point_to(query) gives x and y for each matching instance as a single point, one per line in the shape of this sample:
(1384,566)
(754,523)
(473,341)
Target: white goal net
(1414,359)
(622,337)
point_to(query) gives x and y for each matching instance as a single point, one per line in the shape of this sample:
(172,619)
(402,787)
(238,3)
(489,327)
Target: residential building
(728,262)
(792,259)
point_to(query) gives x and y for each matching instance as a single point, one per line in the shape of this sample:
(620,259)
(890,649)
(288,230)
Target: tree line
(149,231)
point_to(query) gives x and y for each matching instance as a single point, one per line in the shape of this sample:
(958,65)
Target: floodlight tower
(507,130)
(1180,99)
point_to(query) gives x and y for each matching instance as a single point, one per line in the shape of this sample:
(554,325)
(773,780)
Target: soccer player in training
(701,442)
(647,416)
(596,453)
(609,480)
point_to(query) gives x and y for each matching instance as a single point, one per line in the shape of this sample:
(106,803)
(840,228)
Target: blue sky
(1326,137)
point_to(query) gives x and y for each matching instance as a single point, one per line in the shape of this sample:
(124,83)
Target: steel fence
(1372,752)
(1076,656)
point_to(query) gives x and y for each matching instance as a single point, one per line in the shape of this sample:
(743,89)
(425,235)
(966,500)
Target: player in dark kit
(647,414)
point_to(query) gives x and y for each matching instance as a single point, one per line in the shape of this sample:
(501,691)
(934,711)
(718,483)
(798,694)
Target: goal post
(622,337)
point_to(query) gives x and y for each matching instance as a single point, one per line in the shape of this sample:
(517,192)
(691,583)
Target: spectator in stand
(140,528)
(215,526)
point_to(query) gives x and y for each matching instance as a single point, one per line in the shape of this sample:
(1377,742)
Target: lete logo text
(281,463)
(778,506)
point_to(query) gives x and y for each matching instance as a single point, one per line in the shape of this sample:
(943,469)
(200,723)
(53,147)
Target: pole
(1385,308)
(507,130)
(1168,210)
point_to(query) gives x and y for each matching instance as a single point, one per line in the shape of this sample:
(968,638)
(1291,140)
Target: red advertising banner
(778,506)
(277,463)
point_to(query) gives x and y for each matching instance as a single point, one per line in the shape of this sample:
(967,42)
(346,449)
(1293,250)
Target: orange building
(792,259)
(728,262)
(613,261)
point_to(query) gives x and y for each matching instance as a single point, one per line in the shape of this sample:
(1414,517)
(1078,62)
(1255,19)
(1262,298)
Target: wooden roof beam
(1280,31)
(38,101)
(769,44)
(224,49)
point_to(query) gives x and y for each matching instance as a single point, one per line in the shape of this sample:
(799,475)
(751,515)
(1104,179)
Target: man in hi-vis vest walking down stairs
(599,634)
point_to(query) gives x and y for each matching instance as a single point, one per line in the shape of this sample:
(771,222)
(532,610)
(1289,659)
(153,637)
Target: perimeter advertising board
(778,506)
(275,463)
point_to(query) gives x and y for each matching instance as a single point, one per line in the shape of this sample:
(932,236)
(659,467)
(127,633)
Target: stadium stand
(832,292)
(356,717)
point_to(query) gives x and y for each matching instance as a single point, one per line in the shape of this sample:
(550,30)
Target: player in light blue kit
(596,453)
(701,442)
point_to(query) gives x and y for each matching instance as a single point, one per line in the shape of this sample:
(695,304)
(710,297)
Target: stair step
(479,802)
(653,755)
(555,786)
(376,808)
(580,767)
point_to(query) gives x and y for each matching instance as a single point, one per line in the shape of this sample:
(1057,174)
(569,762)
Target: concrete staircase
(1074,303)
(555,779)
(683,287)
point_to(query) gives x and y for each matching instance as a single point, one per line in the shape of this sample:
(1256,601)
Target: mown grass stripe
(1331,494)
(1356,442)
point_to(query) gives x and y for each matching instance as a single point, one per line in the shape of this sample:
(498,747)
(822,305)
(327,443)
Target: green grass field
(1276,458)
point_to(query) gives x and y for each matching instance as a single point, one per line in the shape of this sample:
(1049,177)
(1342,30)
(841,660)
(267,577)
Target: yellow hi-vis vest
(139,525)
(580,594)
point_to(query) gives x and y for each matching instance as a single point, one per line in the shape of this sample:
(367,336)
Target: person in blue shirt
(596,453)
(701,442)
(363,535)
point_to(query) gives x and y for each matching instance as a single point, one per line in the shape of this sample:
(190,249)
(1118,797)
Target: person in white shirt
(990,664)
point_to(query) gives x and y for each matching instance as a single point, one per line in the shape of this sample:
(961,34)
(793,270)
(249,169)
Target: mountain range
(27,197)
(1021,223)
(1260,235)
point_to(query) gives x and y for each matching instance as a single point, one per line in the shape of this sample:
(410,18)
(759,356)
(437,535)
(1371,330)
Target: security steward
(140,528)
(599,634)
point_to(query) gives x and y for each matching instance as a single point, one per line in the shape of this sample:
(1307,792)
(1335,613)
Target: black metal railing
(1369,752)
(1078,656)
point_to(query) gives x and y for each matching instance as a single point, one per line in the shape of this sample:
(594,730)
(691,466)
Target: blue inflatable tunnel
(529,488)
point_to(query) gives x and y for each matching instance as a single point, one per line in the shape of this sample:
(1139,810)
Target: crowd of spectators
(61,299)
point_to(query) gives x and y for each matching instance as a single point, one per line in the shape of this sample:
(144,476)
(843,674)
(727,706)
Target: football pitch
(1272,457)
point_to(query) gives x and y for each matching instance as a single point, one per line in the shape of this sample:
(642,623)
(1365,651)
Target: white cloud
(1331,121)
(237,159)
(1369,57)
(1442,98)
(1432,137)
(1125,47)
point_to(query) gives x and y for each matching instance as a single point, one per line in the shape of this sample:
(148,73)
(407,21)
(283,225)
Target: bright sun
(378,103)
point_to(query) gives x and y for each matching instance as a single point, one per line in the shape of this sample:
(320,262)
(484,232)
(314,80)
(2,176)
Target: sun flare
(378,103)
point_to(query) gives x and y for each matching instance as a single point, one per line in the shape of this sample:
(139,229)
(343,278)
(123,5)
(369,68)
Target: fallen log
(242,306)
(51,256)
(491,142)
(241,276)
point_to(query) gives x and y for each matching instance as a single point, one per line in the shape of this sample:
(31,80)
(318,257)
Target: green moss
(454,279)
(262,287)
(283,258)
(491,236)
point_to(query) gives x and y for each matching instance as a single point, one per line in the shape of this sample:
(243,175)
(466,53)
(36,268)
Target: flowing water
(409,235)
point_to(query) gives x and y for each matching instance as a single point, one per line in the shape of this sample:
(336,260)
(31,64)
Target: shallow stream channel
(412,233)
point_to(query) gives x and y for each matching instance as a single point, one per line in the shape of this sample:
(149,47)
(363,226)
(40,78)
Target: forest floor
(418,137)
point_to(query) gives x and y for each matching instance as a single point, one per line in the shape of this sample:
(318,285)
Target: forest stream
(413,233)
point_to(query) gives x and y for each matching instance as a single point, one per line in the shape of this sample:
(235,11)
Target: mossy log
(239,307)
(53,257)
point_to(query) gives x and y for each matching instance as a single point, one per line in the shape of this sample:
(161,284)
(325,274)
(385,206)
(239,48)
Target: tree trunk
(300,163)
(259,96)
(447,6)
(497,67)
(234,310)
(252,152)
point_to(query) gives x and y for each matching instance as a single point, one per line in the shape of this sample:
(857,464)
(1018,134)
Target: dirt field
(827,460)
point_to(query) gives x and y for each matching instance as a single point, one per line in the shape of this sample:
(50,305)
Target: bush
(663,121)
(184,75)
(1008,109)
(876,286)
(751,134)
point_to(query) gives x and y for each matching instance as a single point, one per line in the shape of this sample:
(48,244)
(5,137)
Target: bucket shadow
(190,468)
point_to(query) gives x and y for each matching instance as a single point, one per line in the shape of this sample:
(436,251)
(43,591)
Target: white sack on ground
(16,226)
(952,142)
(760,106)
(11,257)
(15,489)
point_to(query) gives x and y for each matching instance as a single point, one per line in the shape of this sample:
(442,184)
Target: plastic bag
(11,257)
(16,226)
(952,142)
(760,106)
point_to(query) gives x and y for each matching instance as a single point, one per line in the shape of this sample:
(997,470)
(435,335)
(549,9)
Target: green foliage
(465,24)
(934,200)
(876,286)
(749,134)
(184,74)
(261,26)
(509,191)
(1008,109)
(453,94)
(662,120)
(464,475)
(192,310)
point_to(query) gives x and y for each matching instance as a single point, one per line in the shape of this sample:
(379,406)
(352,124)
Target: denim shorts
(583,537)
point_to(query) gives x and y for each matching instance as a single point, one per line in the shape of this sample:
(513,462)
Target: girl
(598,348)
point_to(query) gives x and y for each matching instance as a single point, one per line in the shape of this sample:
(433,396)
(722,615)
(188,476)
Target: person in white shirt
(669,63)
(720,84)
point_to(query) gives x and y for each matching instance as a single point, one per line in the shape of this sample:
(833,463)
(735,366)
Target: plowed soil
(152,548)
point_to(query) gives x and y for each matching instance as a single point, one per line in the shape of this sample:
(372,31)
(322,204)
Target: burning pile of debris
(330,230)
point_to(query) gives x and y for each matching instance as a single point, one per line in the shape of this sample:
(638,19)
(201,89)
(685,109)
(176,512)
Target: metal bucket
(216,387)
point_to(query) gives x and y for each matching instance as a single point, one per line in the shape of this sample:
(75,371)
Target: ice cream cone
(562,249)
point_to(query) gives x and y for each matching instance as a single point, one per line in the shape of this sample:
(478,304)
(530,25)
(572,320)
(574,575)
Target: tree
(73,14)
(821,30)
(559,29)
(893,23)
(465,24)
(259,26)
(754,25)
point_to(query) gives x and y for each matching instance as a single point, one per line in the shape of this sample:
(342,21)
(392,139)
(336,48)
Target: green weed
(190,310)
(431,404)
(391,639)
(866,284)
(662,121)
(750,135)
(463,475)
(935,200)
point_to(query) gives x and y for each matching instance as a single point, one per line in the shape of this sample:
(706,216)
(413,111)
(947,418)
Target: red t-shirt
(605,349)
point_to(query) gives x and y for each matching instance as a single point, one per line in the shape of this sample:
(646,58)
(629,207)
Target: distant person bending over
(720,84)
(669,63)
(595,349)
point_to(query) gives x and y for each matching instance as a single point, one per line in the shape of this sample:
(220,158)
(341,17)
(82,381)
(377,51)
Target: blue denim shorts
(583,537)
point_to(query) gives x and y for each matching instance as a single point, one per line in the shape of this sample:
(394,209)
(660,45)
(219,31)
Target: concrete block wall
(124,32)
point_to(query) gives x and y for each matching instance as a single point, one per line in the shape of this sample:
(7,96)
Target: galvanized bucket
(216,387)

▶ Exercise instructions: List every line of the records above that contains the string "advertising", copying each line in full. Case counts.

▶ Answer to this problem:
Target: red advertising banner
Target: perimeter advertising board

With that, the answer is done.